OBJECTIVE:
Rewrite everything from the line containing "Reviewer check: make sure each instance of the sky" down to the end of the data, keeping the request lines. Shift each keypoint coordinate in the answers by adding -133 to both its x and y values.

>> START STORED DATA

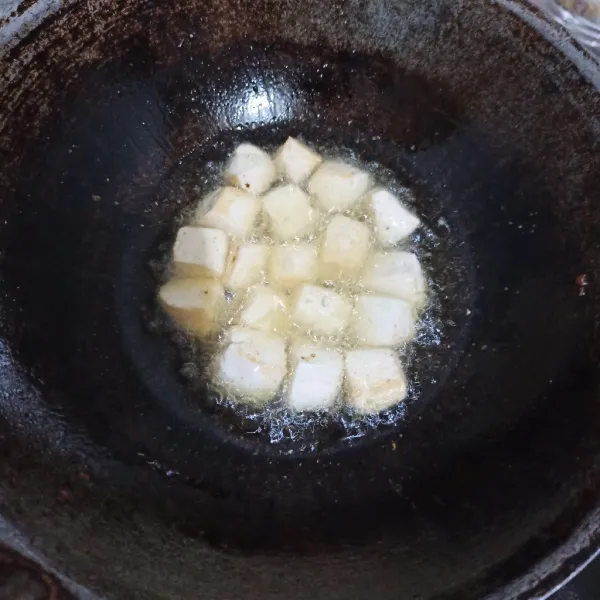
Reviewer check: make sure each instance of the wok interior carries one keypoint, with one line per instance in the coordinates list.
(489, 469)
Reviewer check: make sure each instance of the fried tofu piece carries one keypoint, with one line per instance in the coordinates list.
(194, 304)
(345, 248)
(247, 265)
(320, 310)
(337, 186)
(291, 215)
(391, 219)
(251, 169)
(233, 210)
(295, 161)
(316, 376)
(290, 266)
(382, 321)
(397, 274)
(375, 380)
(200, 252)
(264, 309)
(253, 365)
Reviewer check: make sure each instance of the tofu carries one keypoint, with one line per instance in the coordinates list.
(290, 214)
(337, 186)
(194, 304)
(375, 380)
(392, 221)
(230, 209)
(264, 309)
(397, 274)
(290, 266)
(251, 169)
(252, 365)
(345, 249)
(200, 252)
(320, 311)
(296, 161)
(382, 321)
(247, 265)
(316, 375)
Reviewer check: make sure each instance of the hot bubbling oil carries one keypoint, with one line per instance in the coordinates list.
(274, 421)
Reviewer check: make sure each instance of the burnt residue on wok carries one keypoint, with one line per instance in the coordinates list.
(105, 111)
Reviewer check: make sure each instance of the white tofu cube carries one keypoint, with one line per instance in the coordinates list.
(290, 213)
(253, 364)
(292, 265)
(316, 377)
(295, 161)
(194, 304)
(247, 264)
(320, 310)
(397, 274)
(391, 219)
(337, 186)
(230, 209)
(382, 321)
(251, 169)
(375, 380)
(200, 251)
(264, 309)
(345, 249)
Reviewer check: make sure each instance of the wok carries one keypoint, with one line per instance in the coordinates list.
(120, 475)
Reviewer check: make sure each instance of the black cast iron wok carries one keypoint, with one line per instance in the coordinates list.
(489, 485)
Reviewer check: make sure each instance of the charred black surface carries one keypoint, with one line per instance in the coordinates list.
(495, 463)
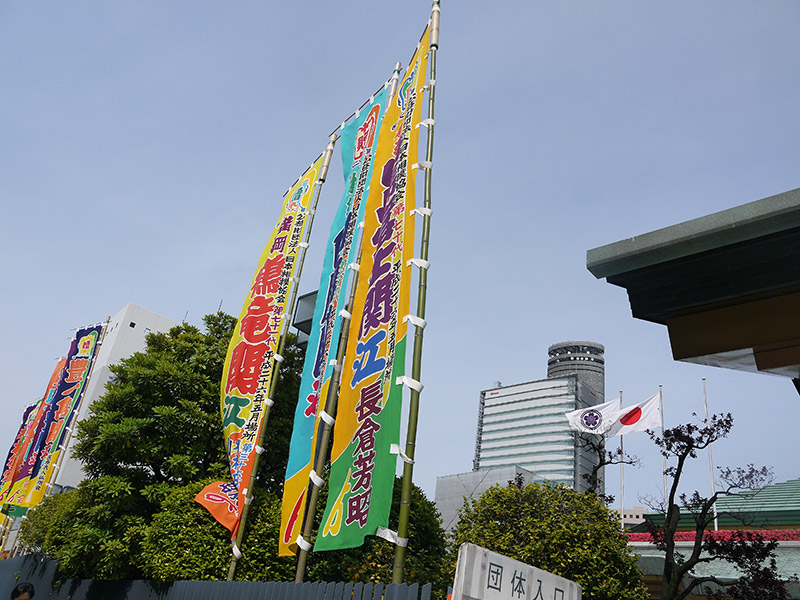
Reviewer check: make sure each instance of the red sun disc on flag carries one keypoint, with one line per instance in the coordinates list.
(631, 417)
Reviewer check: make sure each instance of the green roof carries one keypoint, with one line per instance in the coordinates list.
(775, 506)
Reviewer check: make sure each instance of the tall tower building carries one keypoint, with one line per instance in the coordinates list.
(524, 424)
(584, 359)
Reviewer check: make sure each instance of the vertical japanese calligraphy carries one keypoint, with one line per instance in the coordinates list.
(248, 371)
(368, 419)
(57, 415)
(358, 139)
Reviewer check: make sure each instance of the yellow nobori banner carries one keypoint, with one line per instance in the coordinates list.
(248, 371)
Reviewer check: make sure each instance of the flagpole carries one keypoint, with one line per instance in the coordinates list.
(710, 461)
(621, 474)
(663, 458)
(413, 411)
(332, 398)
(323, 173)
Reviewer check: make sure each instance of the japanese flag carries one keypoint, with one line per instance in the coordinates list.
(646, 415)
(594, 419)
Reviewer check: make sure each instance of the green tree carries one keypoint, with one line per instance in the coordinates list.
(753, 556)
(427, 559)
(557, 529)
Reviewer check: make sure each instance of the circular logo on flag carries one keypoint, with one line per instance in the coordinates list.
(591, 419)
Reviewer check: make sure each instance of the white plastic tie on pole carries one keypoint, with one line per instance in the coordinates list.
(421, 210)
(420, 263)
(316, 479)
(416, 321)
(409, 382)
(391, 536)
(395, 449)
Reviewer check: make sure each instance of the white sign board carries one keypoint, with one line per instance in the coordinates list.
(485, 575)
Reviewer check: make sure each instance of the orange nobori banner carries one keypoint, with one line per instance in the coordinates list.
(250, 362)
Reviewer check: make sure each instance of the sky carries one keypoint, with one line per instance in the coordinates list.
(146, 147)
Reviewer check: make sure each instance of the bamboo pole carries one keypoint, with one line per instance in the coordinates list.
(323, 173)
(413, 410)
(332, 399)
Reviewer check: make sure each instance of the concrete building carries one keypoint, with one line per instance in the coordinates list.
(124, 336)
(522, 429)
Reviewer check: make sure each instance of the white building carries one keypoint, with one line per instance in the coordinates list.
(125, 335)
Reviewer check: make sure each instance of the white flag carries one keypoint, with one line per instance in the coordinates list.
(646, 415)
(594, 419)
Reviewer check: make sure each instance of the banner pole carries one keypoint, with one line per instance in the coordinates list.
(323, 173)
(413, 409)
(332, 398)
(48, 491)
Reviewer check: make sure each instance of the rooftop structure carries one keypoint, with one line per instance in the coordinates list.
(726, 285)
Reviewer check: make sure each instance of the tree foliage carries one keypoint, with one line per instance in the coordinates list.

>> END STORED DATA

THE SOLUTION:
Reviewer check: make sure each instance of the sky carries one keypoint, with one line per instance in the coordinates list.
(13, 14)
Reviewer check: make sure each instance of the bamboo pole carries one keypoint, with one line per instance in the coordinates list.
(190, 40)
(280, 277)
(199, 266)
Reviewer check: make sure each instance of the concrete building carries one keypoint, with one line per instance in the coordinates list.
(-9, 203)
(389, 296)
Reviewer check: make sure each instance of the white building carries one keypoint, with one line per instance in the coordinates list.
(-8, 202)
Reviewer check: make sure each instance of the white flag carries one keypoint, with one line per instance in the coordinates list.
(513, 282)
(461, 286)
Reviewer check: make sure each instance of the banner pole carries one keypoint, with one line per instance in the coordinates list.
(190, 40)
(280, 276)
(199, 265)
(-85, 358)
Reviewer check: make sure each instance of the rooftop structure carries one keypoint, with one line per instance in the coordinates list.
(593, 152)
Reviewer check: make sure each instance of the tree foliage carries one keypoint, with one line per instance in the coordinates list.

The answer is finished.